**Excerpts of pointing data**
================
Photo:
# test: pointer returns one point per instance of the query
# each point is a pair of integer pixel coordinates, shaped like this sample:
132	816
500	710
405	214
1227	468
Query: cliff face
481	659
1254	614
================
**TASK GOAL**
Put every line of the records into a Markdown table with two columns, "Row" for a running number and "Record line" for the line itself, and leave out any blank lines.

**THE SOLUTION**
| Row | Record line |
|---|---|
| 1 | Photo: |
| 2 | # test: pointer returns one point per instance of the query |
| 3 | # each point is a pair of integer pixel coordinates, shaped like this sample: |
| 4 | 132	816 |
| 5 | 500	710 |
| 6 | 405	214 |
| 7 | 1227	468 |
| 8 | Query: cliff face |
| 9 | 481	659 |
| 10 | 1254	614 |